Quoted passage start

Discovering the right set of features is a difficult problem in machine learning. SVMs try to model such feature list. The idea of SVM is to make use of a [nonlinear] mapping function Φ, which transforms data in input space to data in feature space in such a way so as to render a problem linearly separable whereby the SVM is then able to automatically discover the decision surface (DS). There are plenty of ways where DS’s could be identified, see three potential lines on Fig. 1.

Fig. 1
figure 1

SVM options for decision surface discovery

SVM then automatically discovers the optimal separating hyperplane which, when mapped back into input space via Φ − 1, could be a complex DS. The discriminating hyperplane in input space corresponds to the function:

$$ \varpi = \mathop \sum \limits_{i} \alpha_{i} {\tilde{\mathcal{S}}}_{i} $$

where the \( \varpi \) is the omega vector; and the RHS represent the Sigma of Lagrange parameters [AKA alpha \( \alpha_{i} \) parameters] over S vectors treated for input bias—the \( {\tilde{\mathcal{S}}}_{i} \).

Ensemble methods: random forests

Ensemble methods use a divide-and-conquer tactic used to improve performance. The core principle is that a cluster of weak learnersFootnote 1 could come together to procedure a strong learner.

The idea of ensemble methods is illustrated in Fig. 2 whereby each classifier individually is a weak learner, however, when taken together the classifiers represent a strong learner. The data to be modeled are represented by the blue circles. Each learner model is represented as a gray curve. Each gray curve is a fair approximation to the underlying data. The red curve represents the assembled strong learner model; which could be seen as a better approximation to the data. Random forests is based on tree induction (aka decision trees) and is frequently used in prediction, where one needs to know: bagging, pruning, cross-validation, entropy measures e.g., Gini index, etc. in order to fully understand how it works and being able to digest its results.

Quoted passage end

#### What the exercise asks:
From the passage on SVMs and random forests, list every concept it says one needs to know to fully understand how random forests work.

Given entries start

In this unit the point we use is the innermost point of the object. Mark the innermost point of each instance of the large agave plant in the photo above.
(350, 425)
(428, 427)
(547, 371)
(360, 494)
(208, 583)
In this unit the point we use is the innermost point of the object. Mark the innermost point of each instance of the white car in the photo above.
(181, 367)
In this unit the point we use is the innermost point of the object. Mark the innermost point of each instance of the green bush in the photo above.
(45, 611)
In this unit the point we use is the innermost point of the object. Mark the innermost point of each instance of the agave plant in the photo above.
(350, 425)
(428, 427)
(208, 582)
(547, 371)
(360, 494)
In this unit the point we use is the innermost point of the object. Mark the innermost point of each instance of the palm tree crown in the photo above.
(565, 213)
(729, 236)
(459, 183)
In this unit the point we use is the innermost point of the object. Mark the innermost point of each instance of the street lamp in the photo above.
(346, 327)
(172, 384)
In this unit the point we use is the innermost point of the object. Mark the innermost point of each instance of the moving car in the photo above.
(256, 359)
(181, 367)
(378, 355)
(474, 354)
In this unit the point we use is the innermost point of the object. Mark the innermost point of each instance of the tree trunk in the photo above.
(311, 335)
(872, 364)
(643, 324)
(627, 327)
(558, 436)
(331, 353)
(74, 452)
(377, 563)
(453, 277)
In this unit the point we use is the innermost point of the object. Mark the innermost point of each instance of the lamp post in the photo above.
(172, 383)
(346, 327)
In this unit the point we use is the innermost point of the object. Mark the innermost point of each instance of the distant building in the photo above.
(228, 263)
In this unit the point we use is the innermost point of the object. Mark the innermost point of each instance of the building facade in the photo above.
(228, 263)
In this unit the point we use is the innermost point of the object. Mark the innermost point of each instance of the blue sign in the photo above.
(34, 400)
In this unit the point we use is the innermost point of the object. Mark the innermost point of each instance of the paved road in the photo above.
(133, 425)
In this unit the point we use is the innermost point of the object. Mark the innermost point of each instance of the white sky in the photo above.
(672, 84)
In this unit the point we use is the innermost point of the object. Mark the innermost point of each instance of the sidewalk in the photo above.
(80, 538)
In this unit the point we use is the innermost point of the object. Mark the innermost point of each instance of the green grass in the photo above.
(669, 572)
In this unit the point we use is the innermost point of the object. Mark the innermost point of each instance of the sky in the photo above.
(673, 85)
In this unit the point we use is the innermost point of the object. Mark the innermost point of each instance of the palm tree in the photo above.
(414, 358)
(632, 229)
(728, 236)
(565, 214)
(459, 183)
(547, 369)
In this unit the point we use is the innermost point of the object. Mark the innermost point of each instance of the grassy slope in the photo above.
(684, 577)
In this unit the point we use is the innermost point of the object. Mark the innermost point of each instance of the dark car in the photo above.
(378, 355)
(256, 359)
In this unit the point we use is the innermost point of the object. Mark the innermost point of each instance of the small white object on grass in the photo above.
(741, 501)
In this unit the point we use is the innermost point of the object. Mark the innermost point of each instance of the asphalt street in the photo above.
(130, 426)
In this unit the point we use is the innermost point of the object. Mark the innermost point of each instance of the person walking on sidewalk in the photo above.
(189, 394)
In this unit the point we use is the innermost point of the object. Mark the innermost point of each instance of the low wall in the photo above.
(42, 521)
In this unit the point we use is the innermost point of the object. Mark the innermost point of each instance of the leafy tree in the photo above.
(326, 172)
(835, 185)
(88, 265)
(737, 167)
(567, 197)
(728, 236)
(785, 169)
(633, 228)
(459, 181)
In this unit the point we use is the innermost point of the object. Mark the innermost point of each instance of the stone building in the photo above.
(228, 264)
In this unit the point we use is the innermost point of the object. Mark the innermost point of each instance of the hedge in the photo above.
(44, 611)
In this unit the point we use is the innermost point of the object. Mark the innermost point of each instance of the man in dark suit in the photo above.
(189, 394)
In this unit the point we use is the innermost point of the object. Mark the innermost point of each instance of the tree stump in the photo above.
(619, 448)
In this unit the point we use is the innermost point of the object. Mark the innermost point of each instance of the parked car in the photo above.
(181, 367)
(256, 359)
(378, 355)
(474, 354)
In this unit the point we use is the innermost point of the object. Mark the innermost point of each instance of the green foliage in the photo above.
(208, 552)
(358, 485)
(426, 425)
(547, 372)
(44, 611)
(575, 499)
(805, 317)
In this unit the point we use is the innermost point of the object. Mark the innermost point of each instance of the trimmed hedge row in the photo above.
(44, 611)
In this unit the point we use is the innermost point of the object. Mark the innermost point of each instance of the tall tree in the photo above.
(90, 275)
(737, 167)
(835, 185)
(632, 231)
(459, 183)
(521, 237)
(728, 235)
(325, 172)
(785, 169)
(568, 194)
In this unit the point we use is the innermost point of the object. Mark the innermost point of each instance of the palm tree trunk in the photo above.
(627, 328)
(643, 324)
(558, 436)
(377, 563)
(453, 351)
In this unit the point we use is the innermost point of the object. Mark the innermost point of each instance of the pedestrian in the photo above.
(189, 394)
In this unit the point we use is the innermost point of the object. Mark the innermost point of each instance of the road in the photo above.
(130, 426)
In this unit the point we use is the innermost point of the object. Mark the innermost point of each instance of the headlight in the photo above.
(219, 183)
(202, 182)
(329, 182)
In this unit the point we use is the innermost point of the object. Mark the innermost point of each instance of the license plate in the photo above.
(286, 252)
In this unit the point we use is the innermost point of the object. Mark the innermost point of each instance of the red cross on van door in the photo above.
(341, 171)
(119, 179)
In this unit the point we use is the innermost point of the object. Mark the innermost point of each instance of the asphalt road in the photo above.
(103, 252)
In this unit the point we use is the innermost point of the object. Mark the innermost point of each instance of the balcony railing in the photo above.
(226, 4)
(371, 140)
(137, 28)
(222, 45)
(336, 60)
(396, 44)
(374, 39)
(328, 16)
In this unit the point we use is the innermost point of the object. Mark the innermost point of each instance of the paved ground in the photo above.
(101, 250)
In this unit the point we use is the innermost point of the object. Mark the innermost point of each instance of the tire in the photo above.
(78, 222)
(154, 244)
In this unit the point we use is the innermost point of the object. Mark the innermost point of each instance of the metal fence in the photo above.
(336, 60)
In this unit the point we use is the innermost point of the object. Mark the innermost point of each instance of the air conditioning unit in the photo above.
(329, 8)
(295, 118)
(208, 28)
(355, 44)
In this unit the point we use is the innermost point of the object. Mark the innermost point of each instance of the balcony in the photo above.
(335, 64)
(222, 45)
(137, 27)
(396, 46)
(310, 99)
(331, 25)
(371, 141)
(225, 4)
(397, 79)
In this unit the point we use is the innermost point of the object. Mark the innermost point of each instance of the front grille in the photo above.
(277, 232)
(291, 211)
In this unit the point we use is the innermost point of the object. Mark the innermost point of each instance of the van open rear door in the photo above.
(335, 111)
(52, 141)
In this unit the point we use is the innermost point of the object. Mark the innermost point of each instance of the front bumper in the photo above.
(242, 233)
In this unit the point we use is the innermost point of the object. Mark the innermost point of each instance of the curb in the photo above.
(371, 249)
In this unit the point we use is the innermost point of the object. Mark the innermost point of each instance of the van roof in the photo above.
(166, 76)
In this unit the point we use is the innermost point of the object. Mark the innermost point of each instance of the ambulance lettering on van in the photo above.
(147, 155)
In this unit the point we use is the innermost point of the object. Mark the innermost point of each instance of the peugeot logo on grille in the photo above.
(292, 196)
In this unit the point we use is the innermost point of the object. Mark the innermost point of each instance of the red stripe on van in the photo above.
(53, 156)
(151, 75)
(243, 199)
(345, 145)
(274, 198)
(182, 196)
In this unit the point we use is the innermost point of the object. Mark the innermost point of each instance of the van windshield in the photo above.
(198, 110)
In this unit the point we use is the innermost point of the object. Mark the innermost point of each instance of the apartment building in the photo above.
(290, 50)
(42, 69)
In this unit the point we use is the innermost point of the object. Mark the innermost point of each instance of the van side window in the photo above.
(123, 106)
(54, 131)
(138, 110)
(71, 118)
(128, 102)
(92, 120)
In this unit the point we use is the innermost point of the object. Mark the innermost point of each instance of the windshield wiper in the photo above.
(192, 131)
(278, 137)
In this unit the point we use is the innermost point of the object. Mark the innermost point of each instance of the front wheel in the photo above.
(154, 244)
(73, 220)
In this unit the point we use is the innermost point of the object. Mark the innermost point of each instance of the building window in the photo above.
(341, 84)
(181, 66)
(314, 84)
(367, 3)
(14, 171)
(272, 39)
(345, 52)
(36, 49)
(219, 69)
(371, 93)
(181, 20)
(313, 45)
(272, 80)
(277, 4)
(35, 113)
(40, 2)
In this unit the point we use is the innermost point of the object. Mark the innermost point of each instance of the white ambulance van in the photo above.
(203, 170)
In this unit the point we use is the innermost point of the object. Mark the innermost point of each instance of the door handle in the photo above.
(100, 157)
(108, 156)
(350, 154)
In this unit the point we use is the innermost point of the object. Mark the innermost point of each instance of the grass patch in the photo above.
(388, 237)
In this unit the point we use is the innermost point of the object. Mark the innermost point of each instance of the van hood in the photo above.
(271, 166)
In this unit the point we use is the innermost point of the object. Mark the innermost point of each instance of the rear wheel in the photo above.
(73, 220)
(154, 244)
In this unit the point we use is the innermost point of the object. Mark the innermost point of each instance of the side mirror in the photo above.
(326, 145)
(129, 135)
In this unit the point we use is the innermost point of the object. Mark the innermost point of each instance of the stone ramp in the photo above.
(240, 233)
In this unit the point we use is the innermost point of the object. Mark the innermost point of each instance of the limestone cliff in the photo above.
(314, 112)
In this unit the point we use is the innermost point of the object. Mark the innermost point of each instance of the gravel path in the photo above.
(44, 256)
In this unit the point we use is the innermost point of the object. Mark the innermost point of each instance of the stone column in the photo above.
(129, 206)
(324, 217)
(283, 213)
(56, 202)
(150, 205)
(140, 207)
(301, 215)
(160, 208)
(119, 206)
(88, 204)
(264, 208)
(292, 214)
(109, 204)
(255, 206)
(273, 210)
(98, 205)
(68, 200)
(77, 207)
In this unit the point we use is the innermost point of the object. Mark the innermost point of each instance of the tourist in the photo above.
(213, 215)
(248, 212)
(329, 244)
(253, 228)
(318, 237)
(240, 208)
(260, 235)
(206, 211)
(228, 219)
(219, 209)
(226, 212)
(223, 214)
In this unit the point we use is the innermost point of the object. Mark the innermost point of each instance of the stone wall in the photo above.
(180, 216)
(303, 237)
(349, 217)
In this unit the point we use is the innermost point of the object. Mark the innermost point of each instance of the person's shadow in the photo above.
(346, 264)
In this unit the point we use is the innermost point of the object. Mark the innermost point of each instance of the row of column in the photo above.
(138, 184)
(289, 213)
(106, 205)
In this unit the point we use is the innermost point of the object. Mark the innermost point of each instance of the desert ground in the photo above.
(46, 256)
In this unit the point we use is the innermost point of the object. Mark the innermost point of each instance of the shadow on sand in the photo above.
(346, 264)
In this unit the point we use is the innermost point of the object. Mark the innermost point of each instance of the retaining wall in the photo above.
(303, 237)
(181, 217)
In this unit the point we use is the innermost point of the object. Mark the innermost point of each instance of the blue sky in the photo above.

Given entries end

#### Task output:
- Bagging
- Pruning
- Cross-validation
- Entropy measures, such as the Gini index